▶ [Written task]:
Set down exactly, and only, the lines from the one with "one marker per instance, written like [48,140]" to the final line of the entries, both included.

▶ [Extracted records]:
-- START --
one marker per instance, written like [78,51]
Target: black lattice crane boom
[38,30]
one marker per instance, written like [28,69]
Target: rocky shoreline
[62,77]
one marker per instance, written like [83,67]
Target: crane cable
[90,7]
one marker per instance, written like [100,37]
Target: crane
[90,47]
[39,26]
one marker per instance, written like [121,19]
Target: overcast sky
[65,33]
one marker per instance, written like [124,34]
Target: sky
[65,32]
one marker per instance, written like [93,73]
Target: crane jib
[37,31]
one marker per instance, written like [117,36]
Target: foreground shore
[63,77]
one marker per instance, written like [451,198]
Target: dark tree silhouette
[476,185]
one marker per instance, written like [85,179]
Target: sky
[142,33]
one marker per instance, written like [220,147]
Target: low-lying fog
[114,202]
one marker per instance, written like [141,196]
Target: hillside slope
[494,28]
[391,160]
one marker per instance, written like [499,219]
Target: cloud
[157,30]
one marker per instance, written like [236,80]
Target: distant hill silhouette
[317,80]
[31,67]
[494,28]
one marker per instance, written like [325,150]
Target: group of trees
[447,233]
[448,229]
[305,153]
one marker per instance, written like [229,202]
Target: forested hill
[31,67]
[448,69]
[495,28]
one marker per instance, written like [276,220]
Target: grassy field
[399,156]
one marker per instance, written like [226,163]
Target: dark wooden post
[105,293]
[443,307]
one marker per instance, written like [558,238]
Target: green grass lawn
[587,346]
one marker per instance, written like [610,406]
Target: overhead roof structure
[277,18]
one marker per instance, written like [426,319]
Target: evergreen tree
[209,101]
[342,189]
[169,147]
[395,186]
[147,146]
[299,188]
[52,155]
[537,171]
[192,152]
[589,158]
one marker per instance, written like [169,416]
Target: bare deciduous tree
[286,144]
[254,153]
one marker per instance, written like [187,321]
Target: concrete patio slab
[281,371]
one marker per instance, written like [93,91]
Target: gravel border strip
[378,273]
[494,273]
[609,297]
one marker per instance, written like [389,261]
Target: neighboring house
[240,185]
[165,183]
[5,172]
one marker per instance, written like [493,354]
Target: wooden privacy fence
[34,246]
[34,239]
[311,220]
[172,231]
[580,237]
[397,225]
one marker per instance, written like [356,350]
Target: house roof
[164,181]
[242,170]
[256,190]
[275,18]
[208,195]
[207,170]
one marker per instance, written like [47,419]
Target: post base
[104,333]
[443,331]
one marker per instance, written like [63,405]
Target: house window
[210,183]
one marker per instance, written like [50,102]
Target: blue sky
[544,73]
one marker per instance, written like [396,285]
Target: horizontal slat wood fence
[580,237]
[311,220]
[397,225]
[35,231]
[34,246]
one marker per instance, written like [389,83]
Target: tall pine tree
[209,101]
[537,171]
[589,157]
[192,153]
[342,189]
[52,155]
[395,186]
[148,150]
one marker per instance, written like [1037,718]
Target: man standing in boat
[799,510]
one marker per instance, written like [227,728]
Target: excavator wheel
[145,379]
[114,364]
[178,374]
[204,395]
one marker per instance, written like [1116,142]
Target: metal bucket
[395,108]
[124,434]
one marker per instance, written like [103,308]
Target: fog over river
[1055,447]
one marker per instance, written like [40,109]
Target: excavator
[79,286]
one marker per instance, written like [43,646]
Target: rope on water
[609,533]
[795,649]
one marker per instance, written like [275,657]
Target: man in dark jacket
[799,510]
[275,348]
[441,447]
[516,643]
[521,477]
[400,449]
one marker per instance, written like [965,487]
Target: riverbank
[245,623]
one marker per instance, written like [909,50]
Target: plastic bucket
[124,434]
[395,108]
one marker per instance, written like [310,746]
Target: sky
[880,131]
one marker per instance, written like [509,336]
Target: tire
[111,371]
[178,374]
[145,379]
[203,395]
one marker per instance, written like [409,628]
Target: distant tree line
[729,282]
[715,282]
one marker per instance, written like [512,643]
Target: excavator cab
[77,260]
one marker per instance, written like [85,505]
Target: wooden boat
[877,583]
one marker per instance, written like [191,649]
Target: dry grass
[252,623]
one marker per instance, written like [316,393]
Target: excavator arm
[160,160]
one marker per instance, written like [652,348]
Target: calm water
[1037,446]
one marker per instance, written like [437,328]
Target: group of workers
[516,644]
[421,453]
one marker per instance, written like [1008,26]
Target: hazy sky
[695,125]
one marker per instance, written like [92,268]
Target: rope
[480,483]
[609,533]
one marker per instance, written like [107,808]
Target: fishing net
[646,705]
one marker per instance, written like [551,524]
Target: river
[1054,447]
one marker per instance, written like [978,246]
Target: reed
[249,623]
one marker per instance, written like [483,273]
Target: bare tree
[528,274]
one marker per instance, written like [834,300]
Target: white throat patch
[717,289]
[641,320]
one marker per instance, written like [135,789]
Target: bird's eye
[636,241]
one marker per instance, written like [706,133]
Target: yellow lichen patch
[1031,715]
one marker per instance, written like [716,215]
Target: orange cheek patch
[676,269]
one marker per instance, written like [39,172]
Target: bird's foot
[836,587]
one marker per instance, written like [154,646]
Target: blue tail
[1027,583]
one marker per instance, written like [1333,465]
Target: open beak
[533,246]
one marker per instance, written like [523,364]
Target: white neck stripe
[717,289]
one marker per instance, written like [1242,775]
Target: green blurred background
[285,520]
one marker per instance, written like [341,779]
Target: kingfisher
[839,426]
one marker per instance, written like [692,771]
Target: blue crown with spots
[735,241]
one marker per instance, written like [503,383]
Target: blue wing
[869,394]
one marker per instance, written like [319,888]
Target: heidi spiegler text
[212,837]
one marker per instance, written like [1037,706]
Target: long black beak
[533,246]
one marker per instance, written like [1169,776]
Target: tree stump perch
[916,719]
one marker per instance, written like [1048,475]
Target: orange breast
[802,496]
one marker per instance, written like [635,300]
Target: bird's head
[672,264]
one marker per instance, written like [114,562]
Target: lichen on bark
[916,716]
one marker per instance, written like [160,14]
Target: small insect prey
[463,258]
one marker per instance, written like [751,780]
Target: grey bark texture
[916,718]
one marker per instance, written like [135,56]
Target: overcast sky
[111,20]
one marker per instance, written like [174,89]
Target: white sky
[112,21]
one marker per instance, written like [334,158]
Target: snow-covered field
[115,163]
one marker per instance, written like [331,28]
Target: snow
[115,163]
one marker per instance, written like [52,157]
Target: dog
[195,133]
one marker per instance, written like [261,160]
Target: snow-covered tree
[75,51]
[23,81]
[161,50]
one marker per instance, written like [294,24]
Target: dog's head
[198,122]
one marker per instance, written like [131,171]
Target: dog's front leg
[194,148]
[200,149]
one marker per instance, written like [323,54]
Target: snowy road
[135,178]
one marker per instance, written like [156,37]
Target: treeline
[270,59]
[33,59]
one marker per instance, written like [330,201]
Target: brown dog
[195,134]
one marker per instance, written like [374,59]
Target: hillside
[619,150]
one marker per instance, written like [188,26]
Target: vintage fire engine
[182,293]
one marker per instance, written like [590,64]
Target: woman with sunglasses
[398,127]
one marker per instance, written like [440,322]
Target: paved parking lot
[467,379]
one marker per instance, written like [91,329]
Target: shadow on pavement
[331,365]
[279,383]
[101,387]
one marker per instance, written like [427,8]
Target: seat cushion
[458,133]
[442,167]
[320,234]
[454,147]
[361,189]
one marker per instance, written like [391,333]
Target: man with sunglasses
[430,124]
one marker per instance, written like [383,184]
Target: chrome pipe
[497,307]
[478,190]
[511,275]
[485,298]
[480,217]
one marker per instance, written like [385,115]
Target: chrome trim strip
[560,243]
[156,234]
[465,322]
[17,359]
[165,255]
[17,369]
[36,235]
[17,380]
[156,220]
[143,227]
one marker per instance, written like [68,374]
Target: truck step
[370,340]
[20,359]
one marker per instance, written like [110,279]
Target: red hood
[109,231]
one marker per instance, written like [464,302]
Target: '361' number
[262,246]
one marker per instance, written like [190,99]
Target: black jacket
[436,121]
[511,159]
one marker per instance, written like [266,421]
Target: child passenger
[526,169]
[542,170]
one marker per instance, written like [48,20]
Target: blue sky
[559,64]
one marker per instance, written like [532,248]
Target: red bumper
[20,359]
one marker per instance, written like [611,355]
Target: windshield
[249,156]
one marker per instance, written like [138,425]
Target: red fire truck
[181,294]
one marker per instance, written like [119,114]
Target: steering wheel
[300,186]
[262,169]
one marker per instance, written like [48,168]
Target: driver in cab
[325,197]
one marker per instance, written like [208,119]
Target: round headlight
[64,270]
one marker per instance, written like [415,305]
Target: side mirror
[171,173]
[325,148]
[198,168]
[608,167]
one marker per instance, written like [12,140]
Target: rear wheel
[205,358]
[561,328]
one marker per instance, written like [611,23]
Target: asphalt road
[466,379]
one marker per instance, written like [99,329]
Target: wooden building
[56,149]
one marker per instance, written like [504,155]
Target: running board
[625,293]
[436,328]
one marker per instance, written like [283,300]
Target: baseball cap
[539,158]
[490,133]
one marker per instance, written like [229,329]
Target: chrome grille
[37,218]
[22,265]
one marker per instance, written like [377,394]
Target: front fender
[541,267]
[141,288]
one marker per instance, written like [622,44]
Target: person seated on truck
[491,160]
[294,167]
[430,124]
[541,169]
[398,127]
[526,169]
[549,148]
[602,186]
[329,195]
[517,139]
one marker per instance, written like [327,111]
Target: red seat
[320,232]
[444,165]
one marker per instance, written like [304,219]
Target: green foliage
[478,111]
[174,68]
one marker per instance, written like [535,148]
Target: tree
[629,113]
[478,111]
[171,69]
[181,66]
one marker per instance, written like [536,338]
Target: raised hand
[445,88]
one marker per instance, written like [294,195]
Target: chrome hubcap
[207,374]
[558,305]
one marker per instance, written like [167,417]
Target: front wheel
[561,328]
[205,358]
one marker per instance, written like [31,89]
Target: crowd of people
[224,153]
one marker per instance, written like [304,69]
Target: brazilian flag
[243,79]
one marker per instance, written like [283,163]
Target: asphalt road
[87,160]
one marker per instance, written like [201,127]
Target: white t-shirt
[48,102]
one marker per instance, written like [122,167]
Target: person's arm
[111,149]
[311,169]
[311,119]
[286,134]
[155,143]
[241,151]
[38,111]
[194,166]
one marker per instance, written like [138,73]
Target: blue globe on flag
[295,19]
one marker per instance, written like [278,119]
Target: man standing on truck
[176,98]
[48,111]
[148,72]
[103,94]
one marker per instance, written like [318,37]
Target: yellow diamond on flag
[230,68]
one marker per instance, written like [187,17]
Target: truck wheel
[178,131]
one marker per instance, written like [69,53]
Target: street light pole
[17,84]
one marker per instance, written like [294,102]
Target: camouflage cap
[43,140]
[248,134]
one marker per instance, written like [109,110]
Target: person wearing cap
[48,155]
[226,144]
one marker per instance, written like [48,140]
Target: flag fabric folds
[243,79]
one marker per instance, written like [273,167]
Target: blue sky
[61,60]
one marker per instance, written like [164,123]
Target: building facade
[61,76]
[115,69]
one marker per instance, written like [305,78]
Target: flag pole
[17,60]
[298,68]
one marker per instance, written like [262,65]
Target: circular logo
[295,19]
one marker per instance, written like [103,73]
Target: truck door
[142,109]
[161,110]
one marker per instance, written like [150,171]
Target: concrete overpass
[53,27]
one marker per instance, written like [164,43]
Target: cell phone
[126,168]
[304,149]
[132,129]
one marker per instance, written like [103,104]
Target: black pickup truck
-- END --
▶ [Complete output]:
one marker per instance, written like [48,140]
Target: flag fabric folds
[243,79]
one marker per instance, written like [273,167]
Target: blue sky
[61,60]
one marker per instance, written like [164,123]
Target: building facade
[61,76]
[115,69]
one marker per instance, written like [305,78]
Target: flag pole
[17,60]
[298,68]
one marker per instance, written like [262,65]
Target: circular logo
[295,19]
one marker per instance, written like [103,73]
Target: truck door
[142,109]
[161,110]
one marker per instance, written like [150,171]
Target: concrete overpass
[53,27]
one marker per instance, written like [164,43]
Target: cell phone
[126,168]
[304,149]
[132,129]
one marker per instance, written like [103,104]
Target: black pickup truck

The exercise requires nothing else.